What you are asked to do:
Please copy the lines from the one containing "Could you kindly segment every instance of the wooden" through the one containing "M229 86L223 89L234", with "wooden basketball court floor" swapped for "hardwood court surface" and all else left unchanged.

Data for this task:
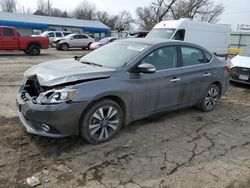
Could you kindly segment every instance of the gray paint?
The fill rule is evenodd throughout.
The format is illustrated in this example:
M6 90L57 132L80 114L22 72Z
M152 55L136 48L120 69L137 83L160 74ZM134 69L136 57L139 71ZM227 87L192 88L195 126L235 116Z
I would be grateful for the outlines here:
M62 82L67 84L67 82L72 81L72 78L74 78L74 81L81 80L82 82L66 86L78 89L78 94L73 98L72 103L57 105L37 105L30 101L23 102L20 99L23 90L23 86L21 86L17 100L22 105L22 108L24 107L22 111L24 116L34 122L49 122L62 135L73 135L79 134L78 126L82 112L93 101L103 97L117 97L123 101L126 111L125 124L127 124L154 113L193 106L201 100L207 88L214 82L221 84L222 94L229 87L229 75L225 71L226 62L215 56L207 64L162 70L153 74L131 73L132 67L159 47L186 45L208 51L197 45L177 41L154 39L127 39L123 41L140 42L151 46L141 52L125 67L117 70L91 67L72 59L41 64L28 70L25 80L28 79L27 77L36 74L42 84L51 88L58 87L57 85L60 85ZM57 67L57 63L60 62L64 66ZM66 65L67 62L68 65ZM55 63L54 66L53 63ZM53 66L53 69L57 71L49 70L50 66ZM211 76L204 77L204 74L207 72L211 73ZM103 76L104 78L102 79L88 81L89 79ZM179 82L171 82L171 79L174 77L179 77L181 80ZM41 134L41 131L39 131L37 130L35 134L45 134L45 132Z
---
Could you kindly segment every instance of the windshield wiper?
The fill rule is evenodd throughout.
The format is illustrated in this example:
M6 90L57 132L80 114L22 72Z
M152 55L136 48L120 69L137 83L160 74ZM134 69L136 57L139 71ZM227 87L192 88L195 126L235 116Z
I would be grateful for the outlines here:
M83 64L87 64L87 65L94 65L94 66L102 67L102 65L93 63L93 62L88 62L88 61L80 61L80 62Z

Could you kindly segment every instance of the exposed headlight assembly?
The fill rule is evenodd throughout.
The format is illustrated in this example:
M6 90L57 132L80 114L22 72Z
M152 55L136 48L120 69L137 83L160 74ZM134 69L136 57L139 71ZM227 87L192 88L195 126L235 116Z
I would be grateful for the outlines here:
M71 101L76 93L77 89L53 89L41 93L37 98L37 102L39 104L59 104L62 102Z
--
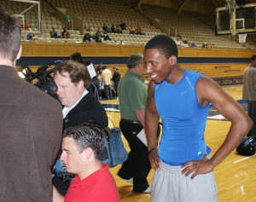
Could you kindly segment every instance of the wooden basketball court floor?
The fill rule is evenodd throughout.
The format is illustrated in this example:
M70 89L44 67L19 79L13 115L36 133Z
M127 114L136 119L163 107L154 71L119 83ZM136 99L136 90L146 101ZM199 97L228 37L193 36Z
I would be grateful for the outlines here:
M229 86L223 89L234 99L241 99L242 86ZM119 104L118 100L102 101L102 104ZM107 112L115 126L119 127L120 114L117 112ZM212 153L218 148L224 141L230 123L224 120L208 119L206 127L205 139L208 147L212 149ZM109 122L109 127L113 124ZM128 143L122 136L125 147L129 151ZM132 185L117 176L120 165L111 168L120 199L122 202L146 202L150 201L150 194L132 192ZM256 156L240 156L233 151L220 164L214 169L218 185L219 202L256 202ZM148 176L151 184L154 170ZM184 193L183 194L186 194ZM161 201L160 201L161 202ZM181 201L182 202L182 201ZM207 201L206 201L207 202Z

Expected answer:
Could you kindly segment every instance of the hardwood court surface?
The fill rule is evenodd throughout.
The format is illustrated in this example:
M70 89L44 67L19 79L13 115L36 133Z
M127 114L136 119L163 107L154 71L119 83ZM136 99L136 90L146 101ZM199 97L228 37L193 36Z
I would be grateful for the outlines here:
M229 86L223 89L234 99L241 99L242 86ZM119 104L118 100L102 101L102 104ZM107 112L115 126L119 127L120 114L117 112ZM212 153L218 148L224 141L230 123L224 120L208 119L206 127L205 139L208 147L212 149ZM109 122L109 127L113 124ZM128 143L122 136L125 147L129 151ZM132 185L117 176L120 165L111 168L120 199L122 202L146 202L150 201L150 194L132 192ZM256 156L240 156L233 151L220 164L214 169L218 185L219 202L256 202ZM148 176L151 184L154 170ZM184 193L183 194L186 194ZM161 201L160 201L161 202ZM181 201L182 202L182 201ZM207 201L206 201L207 202Z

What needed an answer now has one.